Selected passage
================================

Shaun Munro reviews the SXSW premiere of Hulu’s documentary series Sasquatch…
This Duplass brothers-produced true crime series from documentarian Joshua Rofé (Lorena) attempts to bring truthful resolution to an eerie murder-mystery which has hounded a man for almost three decades. And so while Sasquatch – a three-part docu-series premiering on Hulu on April 20th – can never live up to the dishy absurdity of its title, it nevertheless leads audiences along a compellingly lurid breadcrumb trail.
Our guide through this twisted and often surprising story is David Holthouse, an affable, Christian Slater-esque investigative journalist who opens by recounting a story of his time at a Northern Californian pot farm in 1993. One night, two co-workers frantically explained to him that three men on a nearby farm were torn to shreds by none other than Bigfoot itself.
Today, David pores over his own memories and attempts to contact those who lived and worked in the area in the hope of getting to the bottom of that night’s horrifying events, and perhaps even literally finding out where the bodies are buried.
No matter the viewer’s own rational detachment from the mythical status of the titular creature, Sasquatch nevertheless touts a sublimely creepy setup. One way or another, something extremely unsettling went down on Spy Rock, a shady, mysterious unincorporated community in California’s Mendocino County, home to the state’s most fearsome weed barons.
If you’re fearful from the title alone that Rofé will spend most of the doc’s two-and-a-half hours indulging crackpot hooey, worry not. Though there are certainly sporadic interviews with Bigfoot “truthers” – including an academic who believes as many as 300 might be living in the Idaho woods – much like the director’s prior series, the angle here is one of myth demystification, albeit nestled within an unmistakably wacky context.

================================

Given problem 1
Rewrite the Sasquatch review from "Our guide through" down to "bodies are buried.", replacing "pot farm" with "cannabis farm".
Given problem 2
According to the Sasquatch review, in which county is the community of Spy Rock located?
Given problem 3
Carry the Sasquatch review forward from its last sentence.

================================

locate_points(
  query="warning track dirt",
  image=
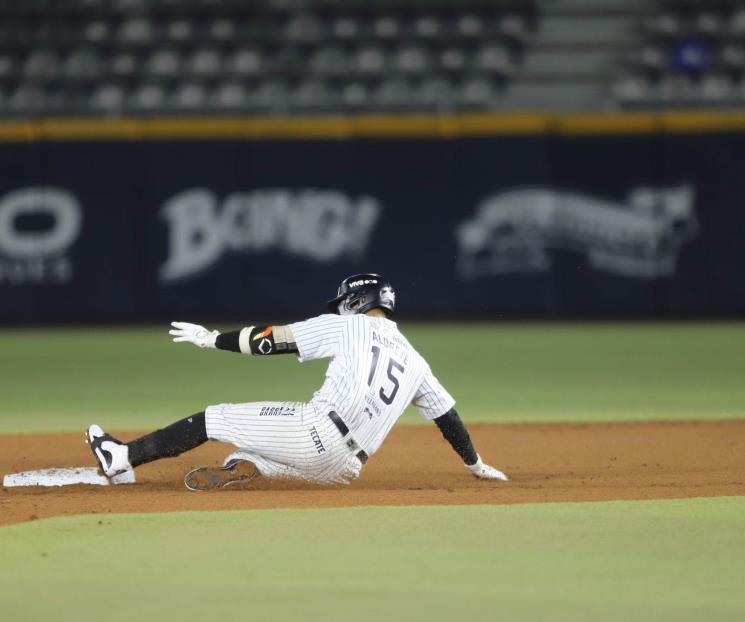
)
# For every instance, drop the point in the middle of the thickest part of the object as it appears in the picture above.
(415, 466)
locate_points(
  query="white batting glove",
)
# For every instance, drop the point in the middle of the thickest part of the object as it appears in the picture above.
(484, 471)
(193, 333)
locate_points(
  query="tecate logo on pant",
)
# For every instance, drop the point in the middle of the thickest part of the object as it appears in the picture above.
(38, 226)
(320, 225)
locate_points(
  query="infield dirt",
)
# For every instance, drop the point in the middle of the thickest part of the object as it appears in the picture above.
(546, 463)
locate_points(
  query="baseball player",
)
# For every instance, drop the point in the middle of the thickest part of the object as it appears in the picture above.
(373, 375)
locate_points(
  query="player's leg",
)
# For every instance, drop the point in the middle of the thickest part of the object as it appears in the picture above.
(284, 440)
(115, 457)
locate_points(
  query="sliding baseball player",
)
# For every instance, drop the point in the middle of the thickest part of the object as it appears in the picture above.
(373, 375)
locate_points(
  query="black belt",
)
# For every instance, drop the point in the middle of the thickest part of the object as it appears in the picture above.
(351, 443)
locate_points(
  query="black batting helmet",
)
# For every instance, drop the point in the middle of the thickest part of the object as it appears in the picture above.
(361, 292)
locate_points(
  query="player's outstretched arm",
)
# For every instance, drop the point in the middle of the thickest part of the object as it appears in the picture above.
(261, 340)
(455, 433)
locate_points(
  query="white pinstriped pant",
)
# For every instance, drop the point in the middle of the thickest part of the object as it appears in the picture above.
(284, 440)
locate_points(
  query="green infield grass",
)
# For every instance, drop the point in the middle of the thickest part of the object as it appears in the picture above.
(669, 560)
(62, 379)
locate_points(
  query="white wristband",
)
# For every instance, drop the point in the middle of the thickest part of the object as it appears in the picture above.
(243, 340)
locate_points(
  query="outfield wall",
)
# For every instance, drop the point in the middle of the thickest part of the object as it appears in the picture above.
(474, 216)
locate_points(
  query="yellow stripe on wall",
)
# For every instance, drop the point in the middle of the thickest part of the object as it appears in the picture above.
(368, 126)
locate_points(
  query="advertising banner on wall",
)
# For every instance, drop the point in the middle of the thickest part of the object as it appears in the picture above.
(503, 226)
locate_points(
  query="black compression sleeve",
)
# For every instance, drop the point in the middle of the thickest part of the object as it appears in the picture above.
(172, 441)
(455, 433)
(228, 341)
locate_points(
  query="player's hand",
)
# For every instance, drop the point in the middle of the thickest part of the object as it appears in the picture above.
(484, 471)
(193, 333)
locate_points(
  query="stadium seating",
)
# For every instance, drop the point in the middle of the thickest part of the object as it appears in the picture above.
(114, 57)
(689, 53)
(277, 57)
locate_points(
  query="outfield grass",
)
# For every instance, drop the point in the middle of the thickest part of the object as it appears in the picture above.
(645, 560)
(62, 379)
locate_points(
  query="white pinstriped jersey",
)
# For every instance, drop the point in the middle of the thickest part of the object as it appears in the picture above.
(373, 375)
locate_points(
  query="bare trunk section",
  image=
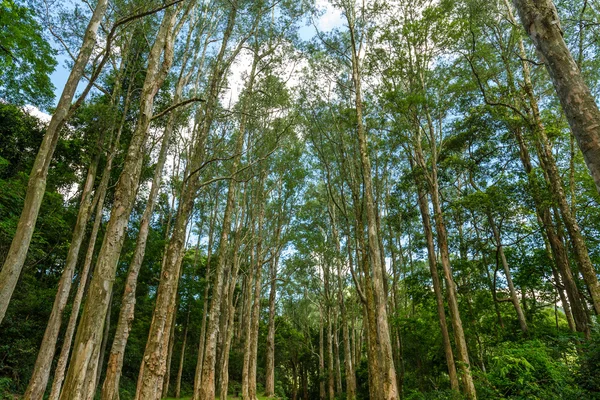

================================

Task result 1
Our guide through this twisted and often surprising story is David Holthouse, an affable, Christian Slater-esque investigative journalist who opens by recounting a story of his time at a Northern Californian cannabis farm in 1993. One night, two co-workers frantically explained to him that three men on a nearby farm were torn to shreds by none other than Bigfoot itself.
Today, David pores over his own memories and attempts to contact those who lived and worked in the area in the hope of getting to the bottom of that night’s horrifying events, and perhaps even literally finding out where the bodies are buried.

Task result 2
Mendocino County, California.

Task result 3
It’s not a spoiler at all to say that that the Sasquatch speculation is quickly shown to be a sure dead-end – “grabbing at smoke,” as Holthouse himself remarks – yet serves as the primer for an entertaining and informative deep dive investigation into Spy Rock’s territorial, possibly murderous cannabis growers.
The series’ eye-catching title and heightened framing lure the audience in for a more sprawling story about the elusiveness of truth and memory, as David trawls back over his own past, speaks to those who may know what happened that night – many of whom have their appearances and voices disguised – and sees his very safety threatened as he probes Spy Rock’s dangerous criminal underbelly.
Given that Holthouse can only be said to solve the central enigma with a dubious degree of concreteness – the most obvious answer likely being the right one – it’s fair to say that the journey is infinitely more rewarding than the destination. But the murder-mystery is so thoroughly wrapped up in social issues still prevalent in America today – racism, unchecked capitalism, the ineffectual War on Drugs – that it manages to find chilling truth in myriad other ways.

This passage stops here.